**Problems to work on**
A - In the text on kidney regeneration, which institutions carried out the study?
B - Carry on the text about kidney regeneration from its final sentence.

**Text for analysis**
_____

American and Israeli Researchers’ Findings Could Make Kidney Transplants A Thing of the Pasthttp://goo.gl/JHyajH
It was long believed that the kidney is a “static” organ once it develops, but researchers in Israel and America recently discovered that, contrary to popular belief, the human kidney is capable of regenerating itself.
The study, conducted by researchers at Sheba Medical Center, Tel Aviv University, and Stanford University is set to change the way we think about our kidneys by identifying the precise cellular signaling responsible for kidney regeneration and exposing the multifaceted nature of kidney growth.

_____

**Excerpted data**
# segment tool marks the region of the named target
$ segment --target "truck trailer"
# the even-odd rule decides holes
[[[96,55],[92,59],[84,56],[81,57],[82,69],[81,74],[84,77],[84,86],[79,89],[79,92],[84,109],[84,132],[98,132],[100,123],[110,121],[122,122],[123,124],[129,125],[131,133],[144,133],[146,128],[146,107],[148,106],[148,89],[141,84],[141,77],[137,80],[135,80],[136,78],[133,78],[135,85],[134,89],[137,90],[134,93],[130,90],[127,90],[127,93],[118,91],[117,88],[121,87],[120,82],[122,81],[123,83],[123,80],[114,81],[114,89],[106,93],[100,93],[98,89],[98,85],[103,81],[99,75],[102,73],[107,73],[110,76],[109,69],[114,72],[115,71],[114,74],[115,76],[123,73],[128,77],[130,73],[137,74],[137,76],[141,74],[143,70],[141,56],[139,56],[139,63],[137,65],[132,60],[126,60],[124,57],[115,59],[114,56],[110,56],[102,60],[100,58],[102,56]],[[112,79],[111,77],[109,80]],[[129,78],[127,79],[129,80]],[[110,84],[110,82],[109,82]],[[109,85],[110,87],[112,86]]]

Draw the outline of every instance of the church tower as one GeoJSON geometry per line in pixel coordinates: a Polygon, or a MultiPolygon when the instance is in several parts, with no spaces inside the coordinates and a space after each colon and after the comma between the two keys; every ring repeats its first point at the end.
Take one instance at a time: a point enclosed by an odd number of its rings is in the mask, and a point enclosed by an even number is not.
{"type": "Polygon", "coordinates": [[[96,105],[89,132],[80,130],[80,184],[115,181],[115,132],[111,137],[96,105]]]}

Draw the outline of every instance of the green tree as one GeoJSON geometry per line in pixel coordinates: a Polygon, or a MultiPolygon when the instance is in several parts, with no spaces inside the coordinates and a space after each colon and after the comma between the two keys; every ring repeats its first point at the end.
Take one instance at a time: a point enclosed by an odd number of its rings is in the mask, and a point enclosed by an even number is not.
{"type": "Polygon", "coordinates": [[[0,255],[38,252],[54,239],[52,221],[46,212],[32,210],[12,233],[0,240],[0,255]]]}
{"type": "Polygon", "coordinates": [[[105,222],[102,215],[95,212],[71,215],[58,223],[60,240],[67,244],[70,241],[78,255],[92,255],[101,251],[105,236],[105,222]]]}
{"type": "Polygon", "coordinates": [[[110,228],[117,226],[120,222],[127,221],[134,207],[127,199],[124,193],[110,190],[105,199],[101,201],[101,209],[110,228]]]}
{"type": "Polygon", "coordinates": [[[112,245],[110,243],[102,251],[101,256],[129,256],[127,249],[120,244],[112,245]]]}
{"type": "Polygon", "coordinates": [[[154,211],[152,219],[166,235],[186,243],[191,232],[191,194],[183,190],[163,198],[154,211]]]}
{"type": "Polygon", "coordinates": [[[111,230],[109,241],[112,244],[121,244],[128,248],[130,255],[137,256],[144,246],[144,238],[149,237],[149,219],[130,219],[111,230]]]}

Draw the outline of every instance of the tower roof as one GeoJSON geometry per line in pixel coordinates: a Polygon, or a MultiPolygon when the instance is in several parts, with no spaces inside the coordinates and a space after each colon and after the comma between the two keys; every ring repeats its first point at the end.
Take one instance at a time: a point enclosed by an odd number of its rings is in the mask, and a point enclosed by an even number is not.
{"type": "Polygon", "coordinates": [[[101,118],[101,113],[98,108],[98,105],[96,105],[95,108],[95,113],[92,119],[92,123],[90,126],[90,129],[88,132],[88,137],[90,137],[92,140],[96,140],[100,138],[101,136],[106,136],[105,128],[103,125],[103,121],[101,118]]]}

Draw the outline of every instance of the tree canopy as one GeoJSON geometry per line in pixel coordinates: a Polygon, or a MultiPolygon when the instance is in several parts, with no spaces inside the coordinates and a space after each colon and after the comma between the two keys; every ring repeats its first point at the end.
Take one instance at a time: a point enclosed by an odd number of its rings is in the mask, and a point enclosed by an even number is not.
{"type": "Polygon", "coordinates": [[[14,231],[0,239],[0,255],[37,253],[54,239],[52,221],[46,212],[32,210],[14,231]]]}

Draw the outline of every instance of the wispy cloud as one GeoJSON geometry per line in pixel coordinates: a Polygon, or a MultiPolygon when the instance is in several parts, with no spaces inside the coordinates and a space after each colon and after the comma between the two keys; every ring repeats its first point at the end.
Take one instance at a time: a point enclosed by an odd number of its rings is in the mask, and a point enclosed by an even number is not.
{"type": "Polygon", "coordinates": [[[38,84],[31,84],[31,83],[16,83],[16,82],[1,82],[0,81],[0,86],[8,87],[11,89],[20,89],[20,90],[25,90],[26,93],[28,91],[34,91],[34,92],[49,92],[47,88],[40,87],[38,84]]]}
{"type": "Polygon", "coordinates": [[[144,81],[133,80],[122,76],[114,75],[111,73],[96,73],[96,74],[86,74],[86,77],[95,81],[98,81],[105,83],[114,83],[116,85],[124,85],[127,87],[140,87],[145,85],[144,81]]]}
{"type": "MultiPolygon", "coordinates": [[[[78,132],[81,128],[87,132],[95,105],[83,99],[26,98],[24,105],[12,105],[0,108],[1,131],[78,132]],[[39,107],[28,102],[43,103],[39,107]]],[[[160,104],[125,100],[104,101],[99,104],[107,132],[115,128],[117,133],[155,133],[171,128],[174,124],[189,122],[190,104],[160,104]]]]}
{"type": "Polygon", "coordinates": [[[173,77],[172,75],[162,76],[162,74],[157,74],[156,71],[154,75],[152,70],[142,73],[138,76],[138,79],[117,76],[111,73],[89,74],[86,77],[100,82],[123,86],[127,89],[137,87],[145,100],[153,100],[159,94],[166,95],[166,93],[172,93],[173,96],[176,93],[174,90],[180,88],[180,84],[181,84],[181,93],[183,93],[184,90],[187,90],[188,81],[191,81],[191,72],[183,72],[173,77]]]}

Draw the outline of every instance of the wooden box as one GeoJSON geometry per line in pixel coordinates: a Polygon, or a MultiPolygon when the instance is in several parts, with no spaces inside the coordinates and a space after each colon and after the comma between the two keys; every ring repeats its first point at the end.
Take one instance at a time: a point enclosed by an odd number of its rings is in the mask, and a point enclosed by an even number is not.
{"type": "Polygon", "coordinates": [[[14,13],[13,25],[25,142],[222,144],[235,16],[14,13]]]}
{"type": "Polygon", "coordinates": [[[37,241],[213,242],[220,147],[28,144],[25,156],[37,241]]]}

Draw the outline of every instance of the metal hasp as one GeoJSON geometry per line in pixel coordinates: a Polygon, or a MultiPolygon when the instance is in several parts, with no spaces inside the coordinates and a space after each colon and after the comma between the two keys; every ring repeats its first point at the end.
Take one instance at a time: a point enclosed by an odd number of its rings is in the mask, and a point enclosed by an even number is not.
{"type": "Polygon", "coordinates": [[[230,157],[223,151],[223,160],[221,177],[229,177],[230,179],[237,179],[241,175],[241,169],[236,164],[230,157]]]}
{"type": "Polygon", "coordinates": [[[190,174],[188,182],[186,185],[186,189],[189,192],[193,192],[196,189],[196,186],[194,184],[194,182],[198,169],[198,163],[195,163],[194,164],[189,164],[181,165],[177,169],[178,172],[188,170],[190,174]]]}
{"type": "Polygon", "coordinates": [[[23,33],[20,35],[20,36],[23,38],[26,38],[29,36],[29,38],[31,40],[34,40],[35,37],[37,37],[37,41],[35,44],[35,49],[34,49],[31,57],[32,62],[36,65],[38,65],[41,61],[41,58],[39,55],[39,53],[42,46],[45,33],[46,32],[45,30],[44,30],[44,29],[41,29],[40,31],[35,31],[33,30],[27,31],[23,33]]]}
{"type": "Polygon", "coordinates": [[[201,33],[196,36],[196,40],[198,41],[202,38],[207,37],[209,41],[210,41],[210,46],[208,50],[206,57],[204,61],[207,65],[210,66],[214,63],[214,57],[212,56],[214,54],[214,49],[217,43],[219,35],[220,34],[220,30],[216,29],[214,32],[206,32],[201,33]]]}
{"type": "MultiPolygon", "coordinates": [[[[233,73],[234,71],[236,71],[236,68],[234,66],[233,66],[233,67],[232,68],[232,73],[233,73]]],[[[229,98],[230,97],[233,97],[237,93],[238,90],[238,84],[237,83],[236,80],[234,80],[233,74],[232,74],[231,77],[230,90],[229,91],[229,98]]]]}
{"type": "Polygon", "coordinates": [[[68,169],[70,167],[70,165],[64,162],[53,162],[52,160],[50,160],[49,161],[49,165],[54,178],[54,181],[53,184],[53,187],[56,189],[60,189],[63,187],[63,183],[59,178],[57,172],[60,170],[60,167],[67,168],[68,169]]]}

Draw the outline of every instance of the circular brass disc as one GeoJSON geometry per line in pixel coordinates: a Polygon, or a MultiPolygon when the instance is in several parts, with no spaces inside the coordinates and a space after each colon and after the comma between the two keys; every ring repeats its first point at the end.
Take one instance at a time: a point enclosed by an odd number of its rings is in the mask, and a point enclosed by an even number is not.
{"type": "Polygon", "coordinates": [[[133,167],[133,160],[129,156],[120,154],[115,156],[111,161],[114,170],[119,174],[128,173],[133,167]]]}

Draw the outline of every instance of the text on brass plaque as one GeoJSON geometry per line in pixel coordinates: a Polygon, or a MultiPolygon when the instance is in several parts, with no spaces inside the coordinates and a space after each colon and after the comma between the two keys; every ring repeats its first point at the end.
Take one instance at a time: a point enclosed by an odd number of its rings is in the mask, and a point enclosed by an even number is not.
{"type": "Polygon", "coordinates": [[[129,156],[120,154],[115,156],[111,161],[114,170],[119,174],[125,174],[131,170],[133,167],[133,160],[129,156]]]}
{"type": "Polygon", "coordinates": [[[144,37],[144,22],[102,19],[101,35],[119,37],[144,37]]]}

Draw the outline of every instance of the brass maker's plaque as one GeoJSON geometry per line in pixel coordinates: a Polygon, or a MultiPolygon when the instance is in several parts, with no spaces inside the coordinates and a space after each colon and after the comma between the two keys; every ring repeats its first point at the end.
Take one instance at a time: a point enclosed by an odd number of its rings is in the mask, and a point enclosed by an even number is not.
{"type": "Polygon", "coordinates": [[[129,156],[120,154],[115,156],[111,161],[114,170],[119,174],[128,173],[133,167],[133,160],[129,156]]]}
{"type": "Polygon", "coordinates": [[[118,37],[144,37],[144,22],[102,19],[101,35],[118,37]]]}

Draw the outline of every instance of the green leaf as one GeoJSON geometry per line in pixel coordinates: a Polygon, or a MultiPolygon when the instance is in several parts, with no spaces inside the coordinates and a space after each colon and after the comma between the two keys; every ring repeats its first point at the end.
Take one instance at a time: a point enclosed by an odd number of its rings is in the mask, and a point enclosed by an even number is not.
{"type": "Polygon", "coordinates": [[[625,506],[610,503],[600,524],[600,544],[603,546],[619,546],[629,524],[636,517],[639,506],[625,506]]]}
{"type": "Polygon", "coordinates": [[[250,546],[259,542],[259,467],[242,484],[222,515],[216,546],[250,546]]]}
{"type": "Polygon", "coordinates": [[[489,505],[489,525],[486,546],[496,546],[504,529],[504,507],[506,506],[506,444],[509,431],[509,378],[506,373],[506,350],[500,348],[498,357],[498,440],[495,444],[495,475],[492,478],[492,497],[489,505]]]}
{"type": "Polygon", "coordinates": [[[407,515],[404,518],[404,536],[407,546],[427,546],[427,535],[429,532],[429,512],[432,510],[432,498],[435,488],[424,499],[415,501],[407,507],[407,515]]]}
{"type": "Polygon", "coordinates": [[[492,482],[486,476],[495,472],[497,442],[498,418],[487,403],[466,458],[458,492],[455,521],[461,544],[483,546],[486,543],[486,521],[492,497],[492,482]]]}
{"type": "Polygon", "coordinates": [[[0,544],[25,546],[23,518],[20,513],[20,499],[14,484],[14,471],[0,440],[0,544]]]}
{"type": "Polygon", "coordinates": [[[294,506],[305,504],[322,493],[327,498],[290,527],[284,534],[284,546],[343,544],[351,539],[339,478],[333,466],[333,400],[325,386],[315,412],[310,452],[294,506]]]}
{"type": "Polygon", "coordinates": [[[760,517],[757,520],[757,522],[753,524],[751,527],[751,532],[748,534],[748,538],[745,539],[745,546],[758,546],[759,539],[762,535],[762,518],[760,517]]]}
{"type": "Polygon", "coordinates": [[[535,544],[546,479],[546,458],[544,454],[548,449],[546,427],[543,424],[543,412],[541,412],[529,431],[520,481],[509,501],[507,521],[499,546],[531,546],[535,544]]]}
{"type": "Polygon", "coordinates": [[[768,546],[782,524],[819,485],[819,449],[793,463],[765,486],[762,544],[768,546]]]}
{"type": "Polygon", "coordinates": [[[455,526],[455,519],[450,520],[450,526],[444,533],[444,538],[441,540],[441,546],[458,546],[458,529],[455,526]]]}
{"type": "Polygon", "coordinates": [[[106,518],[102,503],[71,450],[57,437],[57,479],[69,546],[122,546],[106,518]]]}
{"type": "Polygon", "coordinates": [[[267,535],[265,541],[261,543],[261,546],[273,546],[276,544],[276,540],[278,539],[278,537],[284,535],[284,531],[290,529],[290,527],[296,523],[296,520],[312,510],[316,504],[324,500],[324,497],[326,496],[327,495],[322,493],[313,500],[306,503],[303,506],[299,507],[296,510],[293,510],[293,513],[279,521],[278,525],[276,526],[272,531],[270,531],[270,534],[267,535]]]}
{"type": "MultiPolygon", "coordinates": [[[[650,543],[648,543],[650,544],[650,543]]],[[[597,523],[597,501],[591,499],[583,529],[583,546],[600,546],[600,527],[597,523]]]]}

_____

**Answers per task**
A - Sheba Medical Center, Tel Aviv University, and Stanford University.

B -
Kidney regeneration: not just confined to petri dishes
Such a discovery is revolutionary in the medical field as kidney regeneration could potentially serve as an alternative to kidney transplants. In the United States, the Center for Disease Control (CDC) estimates that nearly 10 percent of adults – more than 20 million people – suffer from chronic kidney disease, which is a condition in which the kidneys are damaged and cannot filter blood as effectively as healthy kidneys.
Dr. Benjamin Dekel, the principal researcher at Tel Aviv University, began researching the subject of kidney regeneration three years ago while on sabbatical at Stanford University. Though the laboratory experiments and stem cell research were conducted at Stanford, the results were analyzed by researchers at TAU and Stanford.